▶ **Extracted text**
In Northeast England, engineer and industrialist William Armstrong is thought to have been the first person to combine electricity and hydropower, merging the two inventions to light his house in 1878. A visionary who predicted that fossil fuels could not be relied on indefinitely, Armstrong’s house was considered a “magician’s palace” by contemporaries. Water from a lake powered a machine that pumped water into a reservoir above his house. Gravity fed the water back into the house, providing plumbed water and powering a hydraulic lift and electric lighting.
Just a few years later, in the U.S. state of Wisconsin, the Vulcan Street Plant became the first plant in the world to generate electricity by combining hydropower sites with one of Thomas Edison's new electrical generators. The plant provided electricity to private and commercial customers, illuminating the nearby towns.
By 1900, hundreds of small hydropower plants were in operation across the globe. Countries embraced hydropower, and mega-projects like the Hoover Dam helped to meet growing energy demand. A post-war construction boom saw utilities build state-owned hydropower plants across Europe and Japan, providing critical electricity capacity.
Mega-dams and the debate over large hydropower projects
Today, China’s Three Gorges Dam—the world’s largest power station by nameplate capacity (the total amount the facility is designed to produce when operating at max capacity) —is so enormous that it actually slows down the Earth’s rotation by fractions of a microsecond. It generates around 0.3 TWh electricity a day, enough to power 3 million households for one month. The concrete gravity structure is over 2,000 meters long and creates a huge reservoir to contain water, driving 32 turbine generator units.
While mega-dams generate vast quantities of green electricity, they’re not without critics. In previous decades, build costs often spiraled out of control, sometimes creating years of debt for emerging economies. Large dams can also have a huge impact on the people and environment that surround them: the BBC reported concerns that China’s planned Motuo Hydropower Station dam will impact millions of people living downriver, as well as the environment. The project will include five cascade hydropower stations, producing an estimated 300 TWh of electricity annually, roughly three times the annual capacity of Three Gorges.

▶ **The exercise**
Copy the part of the hydropower history text starting at "Just a few years" and ending at "the nearby towns.", word for word.

▶ **Provided information**
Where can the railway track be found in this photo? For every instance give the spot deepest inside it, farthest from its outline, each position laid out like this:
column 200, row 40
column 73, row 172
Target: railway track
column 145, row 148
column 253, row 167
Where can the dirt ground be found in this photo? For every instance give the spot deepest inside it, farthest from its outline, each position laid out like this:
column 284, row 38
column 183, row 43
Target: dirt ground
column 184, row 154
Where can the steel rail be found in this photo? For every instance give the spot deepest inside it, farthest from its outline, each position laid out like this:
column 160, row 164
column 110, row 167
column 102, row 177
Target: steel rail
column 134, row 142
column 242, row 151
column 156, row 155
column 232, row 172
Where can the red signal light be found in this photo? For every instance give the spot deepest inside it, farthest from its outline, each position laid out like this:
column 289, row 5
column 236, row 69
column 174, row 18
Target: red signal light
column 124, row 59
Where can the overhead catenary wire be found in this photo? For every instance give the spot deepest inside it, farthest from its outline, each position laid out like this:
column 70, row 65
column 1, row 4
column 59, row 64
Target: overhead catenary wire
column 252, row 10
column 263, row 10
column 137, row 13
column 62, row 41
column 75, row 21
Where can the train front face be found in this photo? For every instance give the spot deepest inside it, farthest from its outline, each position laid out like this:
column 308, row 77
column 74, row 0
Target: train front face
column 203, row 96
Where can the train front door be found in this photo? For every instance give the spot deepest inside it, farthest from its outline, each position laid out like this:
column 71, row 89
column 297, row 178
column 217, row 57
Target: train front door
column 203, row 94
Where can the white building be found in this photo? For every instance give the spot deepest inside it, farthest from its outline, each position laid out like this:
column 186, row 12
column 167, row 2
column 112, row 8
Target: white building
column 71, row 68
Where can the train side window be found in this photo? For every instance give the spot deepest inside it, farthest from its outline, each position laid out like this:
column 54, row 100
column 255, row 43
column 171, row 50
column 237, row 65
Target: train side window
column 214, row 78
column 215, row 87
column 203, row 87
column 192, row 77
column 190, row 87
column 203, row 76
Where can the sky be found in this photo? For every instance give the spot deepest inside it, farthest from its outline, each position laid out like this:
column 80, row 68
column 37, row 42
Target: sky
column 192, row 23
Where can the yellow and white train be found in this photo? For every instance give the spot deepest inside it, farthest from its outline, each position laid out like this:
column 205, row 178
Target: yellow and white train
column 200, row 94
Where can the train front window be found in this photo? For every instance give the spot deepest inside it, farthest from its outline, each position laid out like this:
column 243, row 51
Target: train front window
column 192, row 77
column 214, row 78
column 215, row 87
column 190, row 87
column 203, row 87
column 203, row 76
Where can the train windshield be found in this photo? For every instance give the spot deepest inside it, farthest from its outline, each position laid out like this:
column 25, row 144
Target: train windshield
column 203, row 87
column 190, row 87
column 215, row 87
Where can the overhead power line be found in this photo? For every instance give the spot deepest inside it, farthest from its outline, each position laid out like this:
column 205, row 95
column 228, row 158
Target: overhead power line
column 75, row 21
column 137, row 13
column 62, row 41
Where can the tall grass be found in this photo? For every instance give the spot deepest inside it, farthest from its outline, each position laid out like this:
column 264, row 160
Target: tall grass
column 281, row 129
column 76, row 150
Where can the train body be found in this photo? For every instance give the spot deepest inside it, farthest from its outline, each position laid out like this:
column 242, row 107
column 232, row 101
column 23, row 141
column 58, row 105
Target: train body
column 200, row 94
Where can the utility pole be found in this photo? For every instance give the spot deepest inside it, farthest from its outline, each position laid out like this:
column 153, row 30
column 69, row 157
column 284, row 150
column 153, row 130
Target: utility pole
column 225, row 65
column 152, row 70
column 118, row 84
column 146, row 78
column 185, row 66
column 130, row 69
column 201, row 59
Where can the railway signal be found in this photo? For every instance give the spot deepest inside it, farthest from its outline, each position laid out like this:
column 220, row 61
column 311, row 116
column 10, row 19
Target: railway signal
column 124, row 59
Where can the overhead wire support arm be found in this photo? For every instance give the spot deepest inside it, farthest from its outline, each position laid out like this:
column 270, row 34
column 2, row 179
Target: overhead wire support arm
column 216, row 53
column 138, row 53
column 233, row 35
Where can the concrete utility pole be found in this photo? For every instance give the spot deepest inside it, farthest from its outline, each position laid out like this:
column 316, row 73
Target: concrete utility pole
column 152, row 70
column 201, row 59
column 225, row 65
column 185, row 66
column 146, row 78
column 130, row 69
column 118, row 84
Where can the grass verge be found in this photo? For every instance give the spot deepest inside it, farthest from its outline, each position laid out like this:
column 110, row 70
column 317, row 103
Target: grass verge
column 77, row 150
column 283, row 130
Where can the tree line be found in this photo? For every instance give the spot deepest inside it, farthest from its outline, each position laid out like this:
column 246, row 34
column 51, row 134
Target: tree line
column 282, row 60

▶ **Complete response**
Just a few years later, in the U.S. state of Wisconsin, the Vulcan Street Plant became the first plant in the world to generate electricity by combining hydropower sites with one of Thomas Edison's new electrical generators. The plant provided electricity to private and commercial customers, illuminating the nearby towns.